__Problem__. List every line in the entries below that contains the word "green", copying each line in full.

# START OF Given information

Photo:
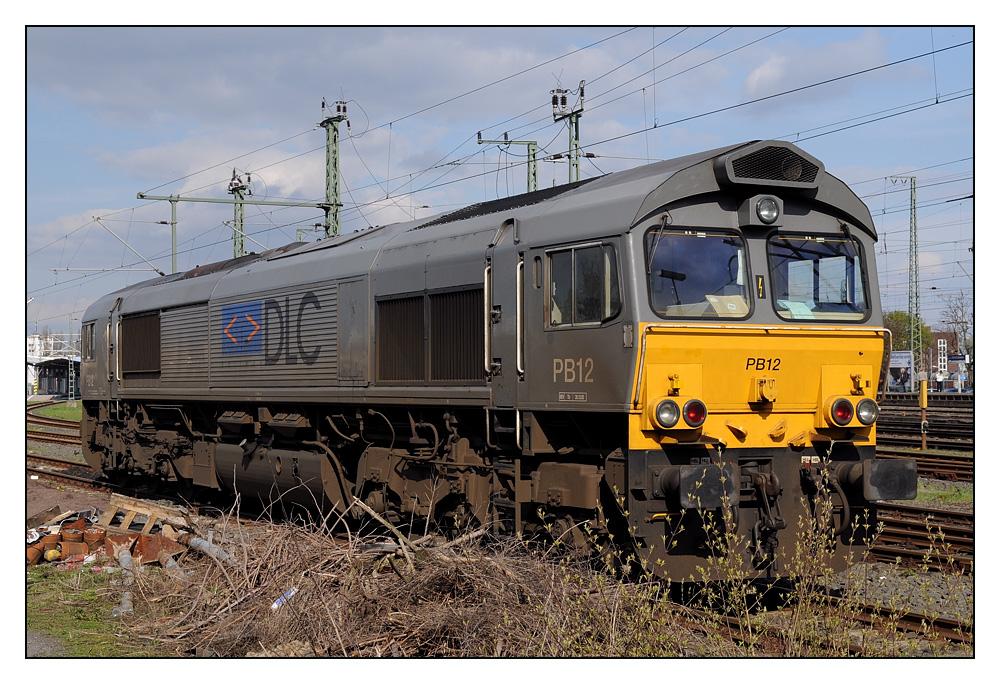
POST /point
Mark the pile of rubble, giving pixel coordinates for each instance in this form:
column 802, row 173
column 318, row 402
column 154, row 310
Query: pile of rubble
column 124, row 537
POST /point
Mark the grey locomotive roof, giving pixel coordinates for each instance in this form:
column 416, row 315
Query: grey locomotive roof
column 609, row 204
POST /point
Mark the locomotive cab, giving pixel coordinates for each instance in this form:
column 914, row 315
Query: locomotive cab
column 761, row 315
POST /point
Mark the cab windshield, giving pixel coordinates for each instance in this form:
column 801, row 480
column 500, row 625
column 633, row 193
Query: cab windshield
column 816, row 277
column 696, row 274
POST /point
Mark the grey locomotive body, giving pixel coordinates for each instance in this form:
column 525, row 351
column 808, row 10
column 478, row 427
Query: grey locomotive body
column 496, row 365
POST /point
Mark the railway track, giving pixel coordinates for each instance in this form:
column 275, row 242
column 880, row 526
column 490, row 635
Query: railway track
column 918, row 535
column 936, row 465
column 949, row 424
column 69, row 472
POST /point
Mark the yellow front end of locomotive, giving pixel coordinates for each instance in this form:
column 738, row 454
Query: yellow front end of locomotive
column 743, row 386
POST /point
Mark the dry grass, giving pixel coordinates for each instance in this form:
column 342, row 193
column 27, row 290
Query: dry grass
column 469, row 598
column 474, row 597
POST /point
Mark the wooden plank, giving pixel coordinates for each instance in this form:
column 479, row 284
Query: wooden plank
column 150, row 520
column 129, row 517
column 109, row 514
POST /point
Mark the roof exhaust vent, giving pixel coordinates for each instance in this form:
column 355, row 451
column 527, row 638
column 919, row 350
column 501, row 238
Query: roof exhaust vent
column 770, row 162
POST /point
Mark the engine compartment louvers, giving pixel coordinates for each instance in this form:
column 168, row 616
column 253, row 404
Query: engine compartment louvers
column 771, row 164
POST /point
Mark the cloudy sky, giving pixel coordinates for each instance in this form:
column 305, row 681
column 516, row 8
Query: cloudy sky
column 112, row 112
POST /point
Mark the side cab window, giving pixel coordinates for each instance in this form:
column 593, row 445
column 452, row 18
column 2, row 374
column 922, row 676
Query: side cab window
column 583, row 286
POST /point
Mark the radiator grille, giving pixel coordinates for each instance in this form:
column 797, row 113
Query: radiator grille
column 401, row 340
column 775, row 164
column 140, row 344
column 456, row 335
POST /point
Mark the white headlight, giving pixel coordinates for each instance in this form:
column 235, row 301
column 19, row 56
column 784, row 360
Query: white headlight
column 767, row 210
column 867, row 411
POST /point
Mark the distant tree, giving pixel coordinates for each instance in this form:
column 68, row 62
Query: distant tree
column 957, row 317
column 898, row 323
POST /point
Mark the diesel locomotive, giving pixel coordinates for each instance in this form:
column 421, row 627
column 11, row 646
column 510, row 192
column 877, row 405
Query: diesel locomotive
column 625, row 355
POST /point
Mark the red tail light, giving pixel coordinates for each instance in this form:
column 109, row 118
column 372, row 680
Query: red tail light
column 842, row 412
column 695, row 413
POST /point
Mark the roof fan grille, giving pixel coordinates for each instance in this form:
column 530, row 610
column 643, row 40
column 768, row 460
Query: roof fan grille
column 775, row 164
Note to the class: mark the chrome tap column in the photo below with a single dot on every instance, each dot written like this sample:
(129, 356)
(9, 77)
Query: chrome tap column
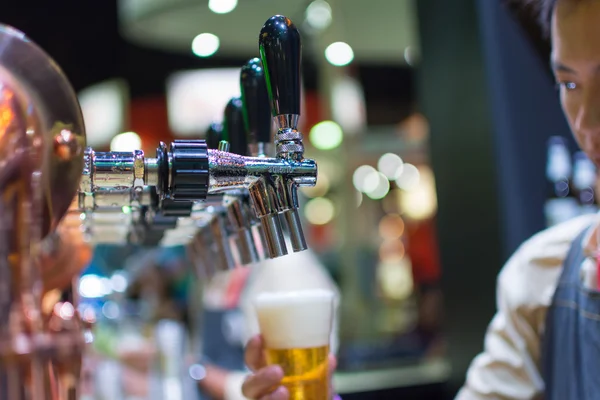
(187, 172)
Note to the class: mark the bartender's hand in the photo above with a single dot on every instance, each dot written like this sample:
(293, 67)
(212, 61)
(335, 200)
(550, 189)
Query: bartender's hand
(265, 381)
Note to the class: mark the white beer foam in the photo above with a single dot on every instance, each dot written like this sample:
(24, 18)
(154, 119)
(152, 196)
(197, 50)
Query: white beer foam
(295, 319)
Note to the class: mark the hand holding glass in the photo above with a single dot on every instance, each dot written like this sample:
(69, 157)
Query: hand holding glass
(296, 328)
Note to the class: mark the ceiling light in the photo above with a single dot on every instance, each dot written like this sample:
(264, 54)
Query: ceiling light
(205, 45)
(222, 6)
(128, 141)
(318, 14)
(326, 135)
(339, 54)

# END OF Given information
# START OF Given information

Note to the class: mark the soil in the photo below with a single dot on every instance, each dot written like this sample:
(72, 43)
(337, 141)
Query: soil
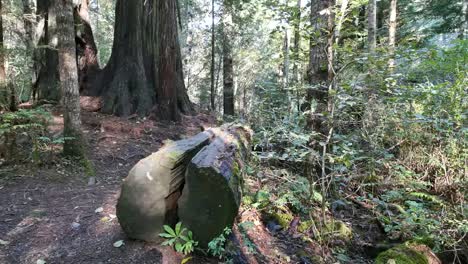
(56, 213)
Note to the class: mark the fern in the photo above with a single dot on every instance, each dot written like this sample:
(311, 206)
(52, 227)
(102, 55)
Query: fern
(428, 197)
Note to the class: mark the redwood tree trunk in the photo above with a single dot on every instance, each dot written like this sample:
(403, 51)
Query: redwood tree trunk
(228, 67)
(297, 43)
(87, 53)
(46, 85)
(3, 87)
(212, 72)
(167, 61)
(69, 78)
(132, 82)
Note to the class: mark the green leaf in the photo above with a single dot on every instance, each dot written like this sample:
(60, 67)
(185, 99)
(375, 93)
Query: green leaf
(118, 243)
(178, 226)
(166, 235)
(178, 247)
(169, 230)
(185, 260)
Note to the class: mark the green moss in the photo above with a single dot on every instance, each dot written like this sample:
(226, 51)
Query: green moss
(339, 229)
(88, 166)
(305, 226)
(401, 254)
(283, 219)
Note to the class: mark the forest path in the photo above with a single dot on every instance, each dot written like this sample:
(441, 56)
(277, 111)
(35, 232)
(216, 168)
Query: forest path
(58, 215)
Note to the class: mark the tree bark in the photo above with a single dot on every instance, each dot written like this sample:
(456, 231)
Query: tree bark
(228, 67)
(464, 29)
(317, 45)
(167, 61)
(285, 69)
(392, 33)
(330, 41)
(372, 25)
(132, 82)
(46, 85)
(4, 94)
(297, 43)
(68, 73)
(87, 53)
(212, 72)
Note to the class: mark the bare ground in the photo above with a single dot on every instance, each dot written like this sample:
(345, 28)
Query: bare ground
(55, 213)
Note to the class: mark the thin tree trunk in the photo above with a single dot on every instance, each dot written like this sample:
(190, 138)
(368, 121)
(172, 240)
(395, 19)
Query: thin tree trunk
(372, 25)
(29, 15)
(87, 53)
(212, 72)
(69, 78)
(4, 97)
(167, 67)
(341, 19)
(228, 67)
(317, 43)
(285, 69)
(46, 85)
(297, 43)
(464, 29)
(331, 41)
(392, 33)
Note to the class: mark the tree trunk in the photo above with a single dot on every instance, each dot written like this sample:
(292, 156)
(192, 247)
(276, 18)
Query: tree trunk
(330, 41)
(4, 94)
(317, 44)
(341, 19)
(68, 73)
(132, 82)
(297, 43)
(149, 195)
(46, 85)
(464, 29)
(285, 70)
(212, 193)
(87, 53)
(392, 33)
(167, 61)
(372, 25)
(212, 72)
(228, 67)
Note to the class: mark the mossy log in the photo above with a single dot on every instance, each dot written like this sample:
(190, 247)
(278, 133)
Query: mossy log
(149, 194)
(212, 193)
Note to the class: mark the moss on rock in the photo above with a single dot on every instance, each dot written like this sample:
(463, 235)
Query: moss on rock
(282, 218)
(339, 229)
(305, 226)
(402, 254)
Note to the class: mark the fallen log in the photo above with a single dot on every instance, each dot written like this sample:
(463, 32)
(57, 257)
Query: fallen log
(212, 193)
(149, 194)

# END OF Given information

__Answer in full__.
Note to the class: mark the green leaf in the photo above with a single dot on every instance, each dot written like this sample:
Query: green leaf
Note to the class: mark the green moss in the photo above with a single dot on every instance, each dot written like this sample:
Query: green moss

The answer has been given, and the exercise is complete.